• _Stated problem_: Rewrite everything from the row containing "[locate] man in olive" down to the row containing "<point>805,287</point>", swapping "dry shrub" for "withered shrub" and leaving all else unchanged.

------------

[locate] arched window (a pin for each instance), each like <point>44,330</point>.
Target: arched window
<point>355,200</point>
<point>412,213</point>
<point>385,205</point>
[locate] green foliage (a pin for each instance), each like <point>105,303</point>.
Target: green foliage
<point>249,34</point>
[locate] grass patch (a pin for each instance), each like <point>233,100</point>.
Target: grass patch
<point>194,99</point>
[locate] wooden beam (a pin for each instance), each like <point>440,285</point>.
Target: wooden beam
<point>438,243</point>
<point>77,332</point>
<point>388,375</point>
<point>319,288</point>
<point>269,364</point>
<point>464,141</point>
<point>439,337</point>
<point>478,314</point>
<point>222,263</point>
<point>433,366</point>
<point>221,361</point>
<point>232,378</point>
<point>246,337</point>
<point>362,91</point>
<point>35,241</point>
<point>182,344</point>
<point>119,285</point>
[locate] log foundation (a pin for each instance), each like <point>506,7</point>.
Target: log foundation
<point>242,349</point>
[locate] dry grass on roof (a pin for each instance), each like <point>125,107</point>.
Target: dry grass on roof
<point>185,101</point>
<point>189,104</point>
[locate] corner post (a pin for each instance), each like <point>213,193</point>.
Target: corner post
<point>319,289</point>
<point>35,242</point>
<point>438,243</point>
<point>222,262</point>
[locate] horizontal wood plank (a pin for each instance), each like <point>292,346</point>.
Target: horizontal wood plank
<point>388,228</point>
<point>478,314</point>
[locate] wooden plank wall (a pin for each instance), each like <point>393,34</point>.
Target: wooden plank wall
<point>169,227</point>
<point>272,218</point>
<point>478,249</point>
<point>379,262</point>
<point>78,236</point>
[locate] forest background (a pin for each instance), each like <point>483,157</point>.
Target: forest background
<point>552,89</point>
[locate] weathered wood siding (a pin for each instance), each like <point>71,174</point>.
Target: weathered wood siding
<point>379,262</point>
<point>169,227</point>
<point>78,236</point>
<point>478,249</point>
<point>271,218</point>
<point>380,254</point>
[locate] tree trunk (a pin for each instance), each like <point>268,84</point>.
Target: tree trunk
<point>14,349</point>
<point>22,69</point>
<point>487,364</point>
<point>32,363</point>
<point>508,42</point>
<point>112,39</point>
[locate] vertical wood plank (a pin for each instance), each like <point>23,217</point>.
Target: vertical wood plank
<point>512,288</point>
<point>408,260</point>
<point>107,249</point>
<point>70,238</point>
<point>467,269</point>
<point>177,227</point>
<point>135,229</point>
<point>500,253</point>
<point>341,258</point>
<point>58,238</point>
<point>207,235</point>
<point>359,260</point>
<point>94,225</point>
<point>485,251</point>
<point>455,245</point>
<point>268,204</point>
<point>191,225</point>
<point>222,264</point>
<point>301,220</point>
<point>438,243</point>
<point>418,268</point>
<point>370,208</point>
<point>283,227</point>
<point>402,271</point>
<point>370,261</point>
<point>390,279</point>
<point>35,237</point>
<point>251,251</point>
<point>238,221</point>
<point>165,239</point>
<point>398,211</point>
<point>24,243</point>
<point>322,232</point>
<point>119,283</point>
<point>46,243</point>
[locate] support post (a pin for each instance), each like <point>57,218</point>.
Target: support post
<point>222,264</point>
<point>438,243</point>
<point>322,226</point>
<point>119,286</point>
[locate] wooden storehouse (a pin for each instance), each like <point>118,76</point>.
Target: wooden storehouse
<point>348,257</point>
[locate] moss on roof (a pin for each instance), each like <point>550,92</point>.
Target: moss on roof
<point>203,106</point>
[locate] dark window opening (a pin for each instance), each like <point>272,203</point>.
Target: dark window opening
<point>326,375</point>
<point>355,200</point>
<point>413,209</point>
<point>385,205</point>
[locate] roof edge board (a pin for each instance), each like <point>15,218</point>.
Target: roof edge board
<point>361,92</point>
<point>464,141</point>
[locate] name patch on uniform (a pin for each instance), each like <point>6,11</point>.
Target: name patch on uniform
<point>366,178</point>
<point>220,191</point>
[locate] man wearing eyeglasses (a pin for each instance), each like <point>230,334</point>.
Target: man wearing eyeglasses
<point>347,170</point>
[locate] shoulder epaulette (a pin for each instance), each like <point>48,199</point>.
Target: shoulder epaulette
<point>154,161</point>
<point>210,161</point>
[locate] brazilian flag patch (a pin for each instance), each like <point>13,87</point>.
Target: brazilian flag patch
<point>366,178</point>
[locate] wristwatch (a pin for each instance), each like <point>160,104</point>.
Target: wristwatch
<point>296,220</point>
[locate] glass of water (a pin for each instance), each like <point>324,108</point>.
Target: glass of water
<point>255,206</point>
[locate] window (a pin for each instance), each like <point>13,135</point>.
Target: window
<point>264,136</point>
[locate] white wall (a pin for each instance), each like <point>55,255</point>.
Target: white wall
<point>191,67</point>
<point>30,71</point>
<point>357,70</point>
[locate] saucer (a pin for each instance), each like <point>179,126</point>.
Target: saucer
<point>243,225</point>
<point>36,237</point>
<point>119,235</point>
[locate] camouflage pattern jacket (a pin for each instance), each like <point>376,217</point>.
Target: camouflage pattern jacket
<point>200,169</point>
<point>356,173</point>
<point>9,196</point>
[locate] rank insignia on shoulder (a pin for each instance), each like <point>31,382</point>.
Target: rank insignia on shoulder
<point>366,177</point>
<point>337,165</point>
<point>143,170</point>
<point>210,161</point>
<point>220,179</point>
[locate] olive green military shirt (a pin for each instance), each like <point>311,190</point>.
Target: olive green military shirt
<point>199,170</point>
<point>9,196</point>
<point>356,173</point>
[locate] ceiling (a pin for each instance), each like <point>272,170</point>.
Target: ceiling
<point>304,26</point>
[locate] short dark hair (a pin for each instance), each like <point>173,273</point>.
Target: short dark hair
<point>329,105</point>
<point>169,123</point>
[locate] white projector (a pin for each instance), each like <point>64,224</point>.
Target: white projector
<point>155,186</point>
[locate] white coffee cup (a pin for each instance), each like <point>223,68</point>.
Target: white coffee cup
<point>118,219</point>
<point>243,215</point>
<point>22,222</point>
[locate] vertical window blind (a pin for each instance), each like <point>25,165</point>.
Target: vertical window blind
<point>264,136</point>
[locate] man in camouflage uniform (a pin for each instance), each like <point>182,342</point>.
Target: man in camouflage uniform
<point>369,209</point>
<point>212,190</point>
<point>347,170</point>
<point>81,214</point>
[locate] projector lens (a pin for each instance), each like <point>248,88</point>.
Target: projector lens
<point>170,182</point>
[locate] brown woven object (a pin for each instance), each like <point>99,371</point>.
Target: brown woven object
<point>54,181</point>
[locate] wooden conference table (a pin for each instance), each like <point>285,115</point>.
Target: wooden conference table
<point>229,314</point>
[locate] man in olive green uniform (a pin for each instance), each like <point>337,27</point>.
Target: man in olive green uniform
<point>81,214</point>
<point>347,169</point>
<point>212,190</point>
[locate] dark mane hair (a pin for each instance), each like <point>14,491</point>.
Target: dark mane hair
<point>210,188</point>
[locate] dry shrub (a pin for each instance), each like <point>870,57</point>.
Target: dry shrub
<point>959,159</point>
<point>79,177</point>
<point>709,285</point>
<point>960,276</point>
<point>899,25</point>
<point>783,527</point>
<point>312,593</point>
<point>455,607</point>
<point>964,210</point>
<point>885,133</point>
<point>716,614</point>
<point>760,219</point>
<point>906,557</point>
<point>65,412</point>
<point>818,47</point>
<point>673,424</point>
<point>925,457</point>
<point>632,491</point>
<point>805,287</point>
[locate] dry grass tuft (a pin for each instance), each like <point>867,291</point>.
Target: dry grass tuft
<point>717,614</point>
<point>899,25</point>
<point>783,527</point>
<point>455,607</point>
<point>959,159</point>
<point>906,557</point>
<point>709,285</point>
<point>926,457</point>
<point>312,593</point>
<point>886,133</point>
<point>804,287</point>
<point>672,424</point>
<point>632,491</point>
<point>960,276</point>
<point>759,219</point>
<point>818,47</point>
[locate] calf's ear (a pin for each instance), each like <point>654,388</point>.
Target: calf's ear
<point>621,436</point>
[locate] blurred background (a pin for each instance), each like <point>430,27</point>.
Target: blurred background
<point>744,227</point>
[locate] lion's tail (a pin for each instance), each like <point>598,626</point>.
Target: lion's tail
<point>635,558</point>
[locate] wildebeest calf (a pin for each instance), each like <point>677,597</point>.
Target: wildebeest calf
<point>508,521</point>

------------

• _Solution to the exercise_:
[locate] man in olive green uniform (a pin for each instance), each like <point>337,27</point>.
Target: man in olive green uniform
<point>81,214</point>
<point>347,169</point>
<point>212,190</point>
[locate] dark mane hair (a pin for each instance), each like <point>14,491</point>.
Target: dark mane hair
<point>210,188</point>
[locate] withered shrub (a pin for each instance), each like <point>870,57</point>.
Target: withered shrub
<point>959,159</point>
<point>79,177</point>
<point>709,285</point>
<point>960,276</point>
<point>899,25</point>
<point>783,527</point>
<point>312,593</point>
<point>455,607</point>
<point>964,210</point>
<point>885,133</point>
<point>716,614</point>
<point>760,219</point>
<point>906,557</point>
<point>65,412</point>
<point>818,47</point>
<point>673,424</point>
<point>925,457</point>
<point>632,491</point>
<point>805,287</point>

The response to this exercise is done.